_WRITTEN REQUEST 1_:
In the circuit thread, edit everything from "The equation, as" down to "the second equation." and write it out with "reciprocal resistance" replaced by "conductance".

Did i solve my matrix correctly? (source sub. on 3 window circuit)

[marstery]

I've got two equations that i want to put into a matrix and solve for Va and Vb:

1.7ma = (1/5k + 1/20k) -1/20k Va
-2ma = -1/20k (1/4k + 1/20k) Vb

The answers I got were Va= 5.655v and Vb= -5.724

then, using I= (Vb-Va)/R ----> (-11.379/20k) = 0.65ma

..-----Va----20k----Vb-----
|...|.....|...|
^...5k....4k...V
1.7ma.|.....|...2ma
.| ___|___________|_____|

(ignore the periods, i needed them for spacing)

 

[quantumdude]

I've got two equations that i want to put into a matrix and solve for Va and Vb:

1.7ma = (1/5k + 1/20k) -1/20k Va
-2ma = -1/20k (1/4k + 1/20k) Vb

The answers I got were Va= 5.655v and Vb= -5.724

Your equations look wrong, but I agree with your answers.

then, using I= (Vb-Va)/R ----> (-11.379/20k) = 0.65ma

Look again. You've got a negative divided by a positive. That should be negative. However, you've got Vb and Va reversed. Resistors are passive, so to compute the current you subtract the lower potential from the higher one, not the other way around.

 

[marstery]

**I set up my equations based on another example from class, what is the correct matrix set up for an example like this?

..-------Va----R2--I>---Vb------
|...|.....|...|
^...R1......R3...V
Is1...|.....|...Is2
.| _____|_____________|______|



**so after switching Va and Vb and correcting the neg/pos mistake, the current should be the same, right?

 

[quantumdude]

Regarding your equations: Let me show you how I interpreted them, using LaTeX.

1.7ma = (1/5k + 1/20k) -1/20k Va

I read this as:

$$1.7mA=\left(\frac{1}{5k\Omega}+\frac{1}{20k\Omega}\right)-\frac{1}{20k\Omega}V_a$$

The equation, as I read it, is dimensionally wrong. The LHS has units of current. The first term on the RHS has units of reciprocal resistance. Also, Vb doesn't appear at all! Here is how the equation should read.

$$1.7mA=\frac{1}{5k\Omega}V_a+\frac{1}{20k\Omega}\left(V_a-V_b\right)$$

On to the second equation.

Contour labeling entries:
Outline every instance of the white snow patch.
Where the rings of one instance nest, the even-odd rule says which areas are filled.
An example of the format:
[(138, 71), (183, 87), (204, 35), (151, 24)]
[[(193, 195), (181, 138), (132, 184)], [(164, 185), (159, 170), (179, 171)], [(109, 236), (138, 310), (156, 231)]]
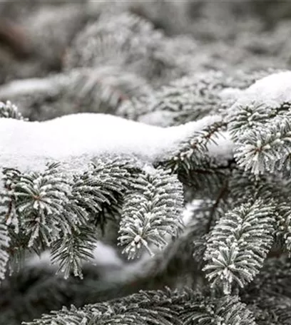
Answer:
[(0, 118), (0, 167), (37, 170), (48, 161), (75, 166), (102, 155), (132, 155), (151, 163), (220, 118), (161, 128), (98, 113), (44, 122)]
[(262, 78), (242, 91), (235, 105), (252, 102), (277, 105), (291, 101), (291, 71), (279, 72)]

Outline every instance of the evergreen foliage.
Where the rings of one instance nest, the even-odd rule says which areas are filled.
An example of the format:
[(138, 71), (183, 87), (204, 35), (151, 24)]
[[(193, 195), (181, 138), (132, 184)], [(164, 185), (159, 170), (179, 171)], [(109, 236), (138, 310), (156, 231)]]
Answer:
[(287, 1), (56, 2), (0, 4), (0, 324), (290, 325)]

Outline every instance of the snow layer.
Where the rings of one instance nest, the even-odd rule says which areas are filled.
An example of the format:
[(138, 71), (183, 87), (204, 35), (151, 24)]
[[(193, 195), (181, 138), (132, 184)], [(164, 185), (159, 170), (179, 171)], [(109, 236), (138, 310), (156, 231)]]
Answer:
[(273, 73), (258, 80), (239, 96), (236, 105), (252, 102), (271, 106), (291, 101), (291, 71)]
[(219, 119), (210, 116), (161, 128), (96, 113), (44, 122), (0, 118), (0, 167), (39, 170), (51, 160), (82, 165), (92, 157), (118, 154), (132, 155), (150, 163)]

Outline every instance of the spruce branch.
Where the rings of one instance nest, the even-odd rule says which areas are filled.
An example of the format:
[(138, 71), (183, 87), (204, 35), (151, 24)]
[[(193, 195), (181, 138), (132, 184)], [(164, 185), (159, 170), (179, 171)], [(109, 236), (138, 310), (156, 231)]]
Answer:
[(204, 255), (203, 269), (212, 287), (222, 287), (227, 294), (253, 279), (273, 242), (273, 215), (272, 205), (258, 200), (242, 204), (219, 220)]
[(175, 175), (161, 169), (141, 174), (125, 197), (120, 224), (120, 244), (131, 259), (151, 245), (167, 244), (165, 236), (176, 237), (182, 227), (183, 189)]

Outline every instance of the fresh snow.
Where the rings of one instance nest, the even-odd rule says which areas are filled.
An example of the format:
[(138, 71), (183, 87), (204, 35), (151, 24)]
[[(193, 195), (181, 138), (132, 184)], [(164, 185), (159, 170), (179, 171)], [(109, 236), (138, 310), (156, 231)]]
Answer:
[(259, 79), (238, 96), (237, 105), (252, 102), (271, 106), (291, 101), (291, 71), (279, 72)]
[(38, 170), (48, 161), (75, 166), (103, 155), (131, 155), (152, 163), (219, 118), (213, 115), (170, 128), (96, 113), (44, 122), (0, 118), (0, 166)]

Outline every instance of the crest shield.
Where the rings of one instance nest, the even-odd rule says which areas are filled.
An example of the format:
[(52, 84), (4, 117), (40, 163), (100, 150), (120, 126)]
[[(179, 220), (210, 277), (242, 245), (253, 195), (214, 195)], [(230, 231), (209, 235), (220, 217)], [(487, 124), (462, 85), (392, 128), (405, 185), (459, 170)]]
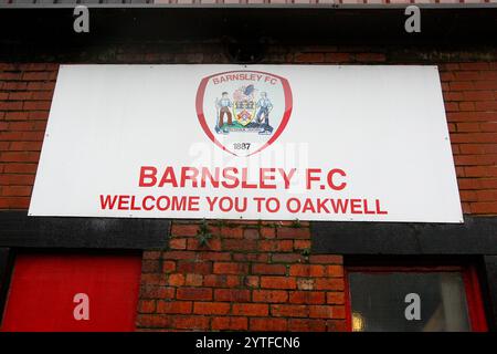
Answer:
[(292, 100), (286, 79), (242, 70), (202, 79), (195, 105), (200, 125), (212, 143), (232, 155), (251, 156), (283, 133)]

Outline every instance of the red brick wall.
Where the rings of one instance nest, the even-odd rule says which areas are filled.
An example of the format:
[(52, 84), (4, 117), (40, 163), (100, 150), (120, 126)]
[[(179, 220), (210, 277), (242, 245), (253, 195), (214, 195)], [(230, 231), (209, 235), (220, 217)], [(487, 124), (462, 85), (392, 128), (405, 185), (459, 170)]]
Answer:
[(170, 249), (146, 252), (139, 329), (345, 331), (340, 256), (309, 256), (307, 223), (172, 225)]
[[(117, 62), (225, 62), (216, 55), (119, 52)], [(336, 48), (273, 51), (267, 58), (404, 63), (388, 53)], [(497, 215), (497, 62), (454, 54), (444, 62), (410, 63), (440, 65), (464, 212)], [(56, 64), (0, 64), (0, 209), (29, 206), (56, 72)], [(144, 254), (138, 329), (346, 329), (342, 259), (308, 254), (308, 225), (210, 223), (205, 246), (199, 243), (199, 227), (175, 221), (169, 249)]]

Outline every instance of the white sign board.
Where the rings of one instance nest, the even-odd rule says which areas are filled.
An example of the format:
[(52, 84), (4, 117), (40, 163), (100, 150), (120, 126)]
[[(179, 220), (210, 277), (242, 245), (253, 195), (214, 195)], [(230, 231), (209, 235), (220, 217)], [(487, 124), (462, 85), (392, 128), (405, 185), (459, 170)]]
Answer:
[(463, 222), (435, 66), (62, 65), (29, 214)]

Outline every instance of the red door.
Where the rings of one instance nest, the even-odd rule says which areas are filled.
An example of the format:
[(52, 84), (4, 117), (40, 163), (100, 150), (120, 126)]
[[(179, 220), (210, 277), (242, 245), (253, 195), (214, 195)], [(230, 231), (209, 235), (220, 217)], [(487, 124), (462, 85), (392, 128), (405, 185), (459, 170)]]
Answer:
[(139, 256), (20, 254), (2, 331), (134, 331)]

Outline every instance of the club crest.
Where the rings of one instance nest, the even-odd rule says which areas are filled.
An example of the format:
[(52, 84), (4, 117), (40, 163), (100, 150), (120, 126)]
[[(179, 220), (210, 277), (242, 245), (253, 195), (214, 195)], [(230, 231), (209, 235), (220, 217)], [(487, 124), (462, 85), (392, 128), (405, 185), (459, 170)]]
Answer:
[(197, 115), (208, 137), (235, 156), (254, 155), (273, 144), (292, 114), (288, 81), (258, 71), (231, 71), (204, 77)]

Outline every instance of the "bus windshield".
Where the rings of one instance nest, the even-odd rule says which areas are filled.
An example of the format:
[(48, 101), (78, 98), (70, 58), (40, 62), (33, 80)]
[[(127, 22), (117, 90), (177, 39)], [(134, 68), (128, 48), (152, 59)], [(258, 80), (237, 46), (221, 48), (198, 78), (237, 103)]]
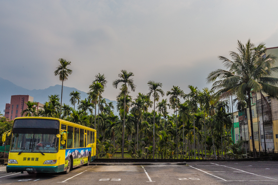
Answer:
[(59, 138), (56, 135), (59, 133), (59, 122), (28, 119), (16, 121), (13, 128), (13, 136), (11, 152), (18, 152), (20, 154), (22, 152), (53, 153), (58, 151)]

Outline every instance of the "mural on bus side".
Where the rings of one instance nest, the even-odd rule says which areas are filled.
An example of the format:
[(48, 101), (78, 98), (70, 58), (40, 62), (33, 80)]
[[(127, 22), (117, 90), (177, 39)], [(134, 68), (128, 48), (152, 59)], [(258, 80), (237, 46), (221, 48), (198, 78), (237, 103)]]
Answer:
[(68, 162), (71, 155), (73, 160), (73, 167), (74, 167), (88, 162), (89, 152), (91, 152), (91, 147), (66, 149), (64, 170), (67, 169)]

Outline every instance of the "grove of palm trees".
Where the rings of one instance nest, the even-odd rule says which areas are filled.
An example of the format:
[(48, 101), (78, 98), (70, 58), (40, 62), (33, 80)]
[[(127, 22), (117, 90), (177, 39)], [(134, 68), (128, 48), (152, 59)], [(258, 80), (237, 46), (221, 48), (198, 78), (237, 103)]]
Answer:
[[(278, 72), (274, 65), (277, 58), (271, 55), (263, 58), (265, 48), (264, 44), (256, 46), (250, 40), (245, 44), (238, 41), (238, 51), (230, 52), (230, 59), (218, 57), (224, 69), (208, 74), (206, 79), (210, 89), (188, 84), (182, 89), (173, 84), (164, 91), (163, 82), (150, 80), (146, 84), (149, 92), (145, 94), (136, 89), (133, 78), (136, 74), (122, 70), (113, 82), (106, 80), (104, 74), (96, 74), (88, 84), (90, 90), (85, 99), (77, 91), (63, 94), (62, 88), (61, 95), (49, 95), (43, 108), (37, 112), (32, 108), (35, 103), (27, 103), (28, 108), (23, 115), (60, 118), (96, 129), (99, 158), (246, 158), (250, 155), (245, 141), (232, 139), (231, 109), (238, 102), (250, 108), (252, 92), (278, 98), (278, 79), (272, 77)], [(71, 62), (59, 61), (54, 74), (63, 85), (74, 70), (69, 69)], [(119, 90), (115, 107), (102, 96), (108, 85)], [(131, 91), (135, 90), (137, 95), (131, 96)], [(63, 95), (70, 96), (73, 108), (62, 102)], [(249, 111), (251, 115), (251, 109)], [(252, 119), (250, 121), (250, 144), (255, 148)], [(117, 155), (121, 153), (121, 156)], [(251, 153), (257, 157), (255, 150)]]

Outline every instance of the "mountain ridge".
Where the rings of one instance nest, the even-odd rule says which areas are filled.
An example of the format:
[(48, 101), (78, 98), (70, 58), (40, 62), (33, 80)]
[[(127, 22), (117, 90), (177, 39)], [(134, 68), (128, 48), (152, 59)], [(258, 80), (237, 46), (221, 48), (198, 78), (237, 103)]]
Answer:
[[(11, 102), (11, 96), (13, 95), (28, 95), (34, 97), (35, 101), (39, 102), (41, 103), (44, 103), (48, 101), (48, 96), (51, 94), (57, 94), (61, 95), (62, 86), (57, 84), (54, 86), (51, 86), (44, 89), (30, 90), (17, 85), (11, 82), (0, 77), (0, 112), (3, 114), (3, 110), (5, 109), (6, 103), (9, 103)], [(87, 93), (80, 91), (76, 88), (64, 86), (63, 86), (63, 96), (62, 103), (69, 105), (73, 107), (70, 104), (69, 100), (70, 97), (69, 94), (73, 91), (77, 91), (80, 93), (81, 99), (83, 100), (87, 98)], [(68, 95), (67, 96), (67, 95)], [(114, 107), (116, 107), (117, 102), (114, 101), (110, 100), (105, 98), (107, 103), (112, 102)], [(77, 104), (75, 105), (76, 106)], [(115, 110), (114, 109), (114, 110)], [(114, 112), (115, 115), (118, 115), (116, 111)]]

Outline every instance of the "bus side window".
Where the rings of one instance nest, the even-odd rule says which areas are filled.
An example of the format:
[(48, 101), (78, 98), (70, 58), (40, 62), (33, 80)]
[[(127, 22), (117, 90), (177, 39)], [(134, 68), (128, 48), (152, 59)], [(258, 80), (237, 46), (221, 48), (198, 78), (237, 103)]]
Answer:
[(90, 131), (88, 130), (87, 132), (87, 144), (88, 145), (89, 144), (90, 144)]
[(68, 126), (68, 134), (67, 134), (67, 148), (72, 148), (73, 146), (73, 127)]
[(79, 147), (84, 147), (84, 129), (80, 129), (80, 136), (79, 139)]
[(93, 132), (93, 143), (95, 143), (95, 132)]
[(93, 143), (93, 132), (90, 131), (90, 143)]
[(79, 128), (74, 127), (74, 137), (73, 138), (73, 148), (79, 148)]

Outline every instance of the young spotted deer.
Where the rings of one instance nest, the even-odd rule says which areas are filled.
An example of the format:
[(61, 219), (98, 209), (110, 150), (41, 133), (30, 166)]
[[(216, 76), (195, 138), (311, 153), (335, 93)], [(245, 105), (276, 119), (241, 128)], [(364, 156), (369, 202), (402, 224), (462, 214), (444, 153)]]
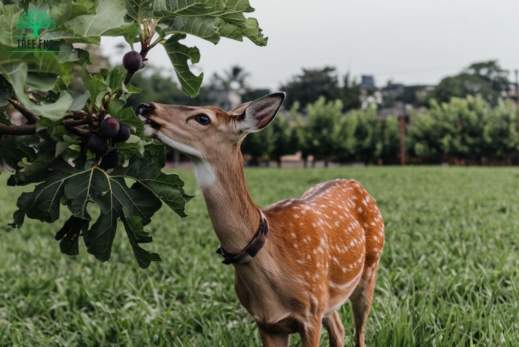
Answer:
[(229, 112), (141, 104), (138, 113), (147, 136), (194, 163), (218, 253), (234, 266), (236, 294), (263, 345), (286, 346), (299, 333), (303, 346), (318, 346), (324, 323), (331, 345), (344, 345), (337, 310), (349, 298), (356, 345), (363, 346), (384, 244), (375, 200), (353, 180), (319, 183), (263, 210), (247, 191), (240, 144), (272, 121), (284, 97), (275, 93)]

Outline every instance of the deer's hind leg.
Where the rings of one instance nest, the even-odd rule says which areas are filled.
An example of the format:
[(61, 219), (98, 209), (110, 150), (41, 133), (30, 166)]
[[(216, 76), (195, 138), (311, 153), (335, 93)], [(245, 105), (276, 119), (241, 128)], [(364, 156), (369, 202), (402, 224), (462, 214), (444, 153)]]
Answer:
[(324, 327), (328, 331), (330, 347), (343, 347), (344, 345), (344, 326), (336, 311), (323, 320)]
[(261, 328), (260, 328), (260, 336), (264, 347), (288, 347), (290, 341), (290, 335), (288, 334), (270, 334)]
[(364, 269), (362, 277), (350, 296), (355, 323), (355, 346), (364, 347), (364, 335), (367, 315), (371, 309), (375, 288), (376, 268)]

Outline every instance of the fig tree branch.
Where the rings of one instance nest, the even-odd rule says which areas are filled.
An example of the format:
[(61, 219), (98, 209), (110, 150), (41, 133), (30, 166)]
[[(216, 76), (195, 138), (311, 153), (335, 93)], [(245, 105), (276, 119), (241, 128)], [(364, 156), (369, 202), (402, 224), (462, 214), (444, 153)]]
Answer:
[(88, 119), (65, 119), (62, 122), (65, 127), (67, 126), (77, 126), (85, 125), (88, 124)]
[(33, 135), (36, 134), (35, 124), (23, 125), (6, 125), (0, 124), (0, 135)]
[(11, 105), (18, 110), (18, 112), (22, 114), (22, 115), (27, 120), (27, 122), (29, 124), (35, 124), (39, 120), (39, 117), (22, 106), (20, 102), (17, 100), (13, 100), (12, 99), (8, 98), (7, 99), (11, 103)]
[(63, 122), (63, 125), (65, 126), (65, 128), (67, 131), (80, 137), (85, 137), (88, 135), (88, 132), (83, 130), (83, 129), (78, 128), (76, 126), (67, 125), (64, 122)]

_WRITTEN REQUEST 2_:
Find every line of the entries that contains the word "branch", matching case exactly, and copy each one out.

_EXPECTED OUTPUT 1_:
The equation, as I read it, is dimensionally wrong. The LHS has units of current. The first term on the RHS has units of conductance. Also, Vb doesn't appear at all! Here is how the equation should read.

$$1.7mA=\frac{1}{5k\Omega}V_a+\frac{1}{20k\Omega}\left(V_a-V_b\right)$$

On to the second equation.

_EXPECTED OUTPUT 2_:
Outline every instance of the spruce branch.
Outline every instance of the fig tree branch.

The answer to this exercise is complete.